What you are asked to do: Reproduce every line that appears below, precisely and completely.

Supplied records:
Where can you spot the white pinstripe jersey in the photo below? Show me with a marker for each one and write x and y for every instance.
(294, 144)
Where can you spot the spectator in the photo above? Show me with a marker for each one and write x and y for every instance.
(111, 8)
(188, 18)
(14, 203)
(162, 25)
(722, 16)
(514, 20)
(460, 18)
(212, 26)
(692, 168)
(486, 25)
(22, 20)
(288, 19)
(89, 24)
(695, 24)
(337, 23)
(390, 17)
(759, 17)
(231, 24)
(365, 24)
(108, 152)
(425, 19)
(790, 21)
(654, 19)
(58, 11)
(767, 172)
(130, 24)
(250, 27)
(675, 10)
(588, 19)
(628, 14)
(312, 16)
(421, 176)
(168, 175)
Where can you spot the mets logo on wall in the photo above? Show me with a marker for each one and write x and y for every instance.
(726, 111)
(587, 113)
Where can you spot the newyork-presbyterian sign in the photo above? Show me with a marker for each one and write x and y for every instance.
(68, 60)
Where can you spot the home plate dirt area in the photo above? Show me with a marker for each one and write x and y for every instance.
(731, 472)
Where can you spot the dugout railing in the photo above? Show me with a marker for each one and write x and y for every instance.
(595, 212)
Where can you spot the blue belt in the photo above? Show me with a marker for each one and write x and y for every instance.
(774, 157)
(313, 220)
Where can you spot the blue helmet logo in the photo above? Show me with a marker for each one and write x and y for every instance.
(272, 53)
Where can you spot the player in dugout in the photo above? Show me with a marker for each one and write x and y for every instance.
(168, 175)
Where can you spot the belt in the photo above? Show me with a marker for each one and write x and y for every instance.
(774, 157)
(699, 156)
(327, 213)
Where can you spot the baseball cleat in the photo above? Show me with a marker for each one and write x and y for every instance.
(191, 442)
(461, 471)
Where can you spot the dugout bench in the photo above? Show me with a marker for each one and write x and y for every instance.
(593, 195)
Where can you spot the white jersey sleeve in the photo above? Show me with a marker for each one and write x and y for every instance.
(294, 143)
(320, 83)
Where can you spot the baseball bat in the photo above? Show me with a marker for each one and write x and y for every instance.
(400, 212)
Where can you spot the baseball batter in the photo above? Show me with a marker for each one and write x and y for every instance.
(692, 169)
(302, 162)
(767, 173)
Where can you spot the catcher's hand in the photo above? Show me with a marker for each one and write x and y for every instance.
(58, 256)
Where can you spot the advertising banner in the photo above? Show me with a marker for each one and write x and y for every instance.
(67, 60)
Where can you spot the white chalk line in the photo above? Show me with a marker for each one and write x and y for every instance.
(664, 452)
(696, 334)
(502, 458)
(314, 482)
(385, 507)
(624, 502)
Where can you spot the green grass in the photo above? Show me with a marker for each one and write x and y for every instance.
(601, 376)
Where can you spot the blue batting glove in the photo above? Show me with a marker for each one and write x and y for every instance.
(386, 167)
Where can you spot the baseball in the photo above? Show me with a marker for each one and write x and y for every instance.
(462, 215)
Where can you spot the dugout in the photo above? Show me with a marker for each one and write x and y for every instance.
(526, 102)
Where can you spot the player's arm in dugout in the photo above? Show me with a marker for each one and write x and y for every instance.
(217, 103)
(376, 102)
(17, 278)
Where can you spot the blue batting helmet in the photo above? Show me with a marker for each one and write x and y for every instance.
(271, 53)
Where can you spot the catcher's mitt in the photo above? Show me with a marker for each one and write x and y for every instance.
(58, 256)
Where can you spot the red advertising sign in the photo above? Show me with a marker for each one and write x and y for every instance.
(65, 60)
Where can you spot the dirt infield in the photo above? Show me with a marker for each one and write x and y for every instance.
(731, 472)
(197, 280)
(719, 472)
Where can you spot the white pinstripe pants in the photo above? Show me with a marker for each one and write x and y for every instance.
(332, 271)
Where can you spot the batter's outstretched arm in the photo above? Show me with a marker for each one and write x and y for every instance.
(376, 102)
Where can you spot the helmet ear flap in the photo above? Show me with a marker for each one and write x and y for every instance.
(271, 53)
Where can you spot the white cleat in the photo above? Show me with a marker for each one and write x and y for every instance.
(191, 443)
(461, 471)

Answer box:
Where can you spot the white pinstripe jersey in the photo below? Show me with a marker for each one and write x and y for every instance.
(294, 144)
Where can you spot the spectator in the photo above? Show me with a marker for each one and write x and y for every instance.
(111, 8)
(188, 18)
(14, 203)
(162, 25)
(722, 16)
(514, 20)
(460, 18)
(212, 26)
(692, 168)
(486, 25)
(22, 20)
(288, 19)
(89, 24)
(695, 24)
(337, 23)
(390, 17)
(759, 17)
(231, 24)
(365, 24)
(108, 152)
(425, 19)
(790, 21)
(654, 19)
(58, 11)
(767, 172)
(130, 24)
(250, 27)
(675, 10)
(588, 19)
(628, 14)
(312, 16)
(421, 176)
(168, 175)
Where can you spot the mets logo on wall in the photo above? Show me with a marker for each one and write x and y for every instance.
(726, 111)
(587, 113)
Where can you spot the newyork-presbyterian sign in the photo above? Show me with a marker for each one and write x and y for every instance.
(68, 60)
Where can you spot the home plate dirt area in the photo above? Show me with a marker for each one and write x and y for every instance.
(731, 472)
Where can you spot the dugout railing in the photo above? Show me with a marker for each one and write x and y for every instance.
(595, 212)
Where can you spot the blue belt in the photo above? Show me with a marker for each one and write x and y for every instance.
(774, 157)
(313, 220)
Where can you spot the blue helmet logo in the photo above? Show me with a marker for each one and write x and y for every instance.
(272, 53)
Where can you spot the player in dugout in the photo above? Show me with a marker for each one and write x and y for every instance.
(168, 175)
Where can you spot the belt in the photo above? Show me with a marker for each one and write x and y for every instance.
(774, 157)
(699, 156)
(327, 213)
Where can you spot the baseball cleat in the photo above? Show me with a marker for each one and write x and y for every instance.
(191, 442)
(461, 471)
Where can you spot the dugout bench in the photo above? Show me with a marker for each one and write x and y for every instance.
(593, 195)
Where can you spot the white jersey sleeve in the photo above? Show me with a marker for each one and write x and y for every instance.
(294, 143)
(320, 83)
Where can you spot the baseball bat in the photo above? Show me with a marker for each one and write x and y for every instance.
(400, 212)
Where can you spot the baseball batter in the photo above? Show me with a marker for each one and write x and y for every instance.
(692, 169)
(302, 162)
(767, 173)
Where can you spot the catcher's hand in the photo above? Show me with a marker for each one and write x and y for every instance.
(58, 256)
Where can you spot the advertising banner in the photo above? Show me with a marker for each one and write x and y for every instance.
(67, 60)
Where can you spot the white chalk line in the photo above? Show me with a marker for each one and write x and y for every instance.
(664, 452)
(696, 334)
(502, 458)
(314, 482)
(385, 507)
(624, 502)
Where can you spot the green grass in the photo above? Show me with a marker for each one and write x and y for every instance.
(601, 376)
Where can you spot the blue batting glove in the photo above? Show me with a marker for each one and write x and y for every instance.
(386, 167)
Where can you spot the baseball in the photo above? Show me with a marker for each one and write x and y for every instance.
(462, 215)
Where can you spot the dugout in the photo above? Show me with a marker for each one and write x and y for every instance.
(526, 102)
Where can you spot the player's arm in dugout in the photo above? Show me with a marker for each one and write x and y for every instance.
(217, 103)
(376, 102)
(17, 278)
Where can you spot the blue batting helmet in the photo above? Show me with a marker for each one and write x and y for every instance.
(271, 53)
Where can you spot the catcher's mitt in the photo above? Show me with a marker for each one and write x and y for every instance.
(58, 256)
Where can you spot the red advertising sign in the photo above? Show me with a marker for each one and write x and y for every instance.
(65, 60)
Where can you spot the dirt infield in the photo above? Show me with a marker for each one and write x and y for every instance.
(731, 472)
(197, 280)
(719, 472)
Where can you spot the white pinstripe pants in the photo above? Show me with a marker for each one and write x and y for every instance.
(332, 271)
Where can you spot the batter's outstretched arm in the photo above? Show me with a marker for each one and write x and y for every instance.
(376, 102)
Where can you spot the helmet ear flap in the photo above? Show me with a marker for each one and write x and y for every instance.
(271, 53)
Where can you spot the white cleat in the photo above? Show me with a marker for each one and write x and y for every instance.
(191, 443)
(461, 471)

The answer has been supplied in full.